▶ [Written instruction]: Reproduce the entire listing below, requests included, and multiply every coordinate in the answer points by 0.4, rounding each product to the nearest whole number with halves rounded up.

+++

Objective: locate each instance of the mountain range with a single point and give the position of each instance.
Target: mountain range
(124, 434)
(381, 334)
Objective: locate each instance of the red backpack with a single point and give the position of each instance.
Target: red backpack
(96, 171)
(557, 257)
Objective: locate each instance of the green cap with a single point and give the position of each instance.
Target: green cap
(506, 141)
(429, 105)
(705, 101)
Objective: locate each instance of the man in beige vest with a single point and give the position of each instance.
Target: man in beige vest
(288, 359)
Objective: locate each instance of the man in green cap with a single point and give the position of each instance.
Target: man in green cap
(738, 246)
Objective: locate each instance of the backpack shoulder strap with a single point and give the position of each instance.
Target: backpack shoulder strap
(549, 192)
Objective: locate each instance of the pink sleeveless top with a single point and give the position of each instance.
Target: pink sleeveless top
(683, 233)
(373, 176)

+++

▶ [Expected output]:
Objective: locate each instance of the mountain range with a single point and give the position of each instance.
Target: mountain range
(50, 174)
(152, 134)
Objective: locate each instance of the red backpack with a single point and give the position of each instance.
Target: red backpack
(38, 68)
(223, 103)
Objective: locate each instance of the green cap with a single point and give the position of each instance.
Target: green cap
(202, 56)
(172, 42)
(282, 40)
Objective: locate each instance of the man in beige vest with a single point and give the position of each instance.
Target: man in beige vest
(115, 144)
Objective: locate each instance of the man in green cap with a single point and give the position of each instance.
Target: man in green cap
(295, 98)
Objective: locate each instance of the backpack shoulder strap with a single point and give the position of each instance.
Target: backpack shoulder strap
(220, 77)
Objective: locate each instance of the pink sleeveless top with a single point and give the position of each instance.
Target: pink sleeveless top
(273, 93)
(149, 70)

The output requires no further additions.